##### SOURCE EXTRACT

- Coat of arms
- Location of Jugeals-Nazareth
- Jugeals-Nazareth Location within France Jugeals-Nazareth Location within Nouvelle-Aquitaine
- Coordinates: 45°04′56″N 1°33′37″E﻿ / ﻿45.0822°N 1.5603°E
- Country: France
- Region: Nouvelle-Aquitaine
- Department: Corrèze
- Arrondissement: Brive-la-Gaillarde
- Canton: Saint-Pantaléon-de-Larche
- Intercommunality: CA Bassin de Brive

Government
- • Mayor (2026–32): Marilyn Bornes
- Area^{1}: 10.95 km^{2} (4.23 sq mi)
- Population (2023): 943
- • Density: 86.1/km^{2} (223/sq mi)
- Time zone: UTC+01:00 (CET)
- • Summer (DST): UTC+02:00 (CEST)
- INSEE/Postal code: 19093 /19500
- Elevation: 193–343 m (633–1,125 ft) (avg. 300 m or 980 ft)

##########

# REQUIREMENT 1
The infobox on Jugeals-Nazareth gives two different UTC offsets for the commune. Using only what the infobox states, explain why there are two.
# REQUIREMENT 2
Copy the Jugeals-Nazareth infobox word for word, starting at "- Population (2023): 943" and ending at "m or 980 ft)".

##### SOURCE MATERIAL

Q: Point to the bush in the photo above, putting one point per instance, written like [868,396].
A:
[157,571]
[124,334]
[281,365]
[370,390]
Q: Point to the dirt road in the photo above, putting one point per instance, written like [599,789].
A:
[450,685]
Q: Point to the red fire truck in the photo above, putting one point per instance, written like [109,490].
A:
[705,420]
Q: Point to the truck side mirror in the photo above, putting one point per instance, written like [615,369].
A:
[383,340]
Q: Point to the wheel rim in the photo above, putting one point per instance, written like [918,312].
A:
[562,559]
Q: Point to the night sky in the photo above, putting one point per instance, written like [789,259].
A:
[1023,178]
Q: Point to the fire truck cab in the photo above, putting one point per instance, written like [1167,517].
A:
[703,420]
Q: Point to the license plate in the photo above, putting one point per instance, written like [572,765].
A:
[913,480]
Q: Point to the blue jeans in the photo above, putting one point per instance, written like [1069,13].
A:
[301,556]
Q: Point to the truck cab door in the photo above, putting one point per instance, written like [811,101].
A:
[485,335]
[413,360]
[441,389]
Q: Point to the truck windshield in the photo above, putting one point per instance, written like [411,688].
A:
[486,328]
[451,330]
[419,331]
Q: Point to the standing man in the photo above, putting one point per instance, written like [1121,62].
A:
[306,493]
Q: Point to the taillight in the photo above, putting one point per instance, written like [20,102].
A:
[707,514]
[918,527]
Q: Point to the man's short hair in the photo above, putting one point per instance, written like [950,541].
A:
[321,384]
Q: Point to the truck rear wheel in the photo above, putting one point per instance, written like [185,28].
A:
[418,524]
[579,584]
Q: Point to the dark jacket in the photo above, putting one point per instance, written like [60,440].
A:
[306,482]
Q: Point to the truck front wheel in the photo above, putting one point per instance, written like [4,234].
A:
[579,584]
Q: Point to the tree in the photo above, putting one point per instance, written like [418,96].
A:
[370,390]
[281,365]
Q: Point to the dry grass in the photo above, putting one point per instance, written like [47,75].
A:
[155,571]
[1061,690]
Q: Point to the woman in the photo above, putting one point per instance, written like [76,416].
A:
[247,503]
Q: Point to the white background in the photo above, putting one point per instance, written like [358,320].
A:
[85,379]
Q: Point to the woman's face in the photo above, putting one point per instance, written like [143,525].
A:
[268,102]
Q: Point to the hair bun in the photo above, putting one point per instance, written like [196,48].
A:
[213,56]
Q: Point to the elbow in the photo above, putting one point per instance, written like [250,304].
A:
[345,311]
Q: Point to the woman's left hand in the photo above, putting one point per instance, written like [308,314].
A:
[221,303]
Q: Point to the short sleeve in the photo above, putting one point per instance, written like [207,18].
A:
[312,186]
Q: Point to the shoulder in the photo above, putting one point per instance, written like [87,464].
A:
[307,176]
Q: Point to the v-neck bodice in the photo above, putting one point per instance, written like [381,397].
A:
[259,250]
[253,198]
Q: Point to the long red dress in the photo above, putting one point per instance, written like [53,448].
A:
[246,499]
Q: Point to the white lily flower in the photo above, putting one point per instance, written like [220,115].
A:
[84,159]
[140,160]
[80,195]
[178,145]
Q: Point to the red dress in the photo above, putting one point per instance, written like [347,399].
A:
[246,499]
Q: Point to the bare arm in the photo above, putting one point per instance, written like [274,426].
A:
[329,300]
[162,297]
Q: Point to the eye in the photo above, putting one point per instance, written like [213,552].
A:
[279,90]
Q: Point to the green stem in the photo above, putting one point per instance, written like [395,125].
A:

##########

# TASK SOLUTION 1
The commune is on UTC+01:00 (CET) as its standard time zone. The second offset, UTC+02:00 (CEST), is listed for summer, when daylight saving time (DST) is in effect.

# TASK SOLUTION 2
- Population (2023): 943
- • Density: 86.1/km^{2} (223/sq mi)
- Time zone: UTC+01:00 (CET)
- • Summer (DST): UTC+02:00 (CEST)
- INSEE/Postal code: 19093 /19500
- Elevation: 193–343 m (633–1,125 ft) (avg. 300 m or 980 ft)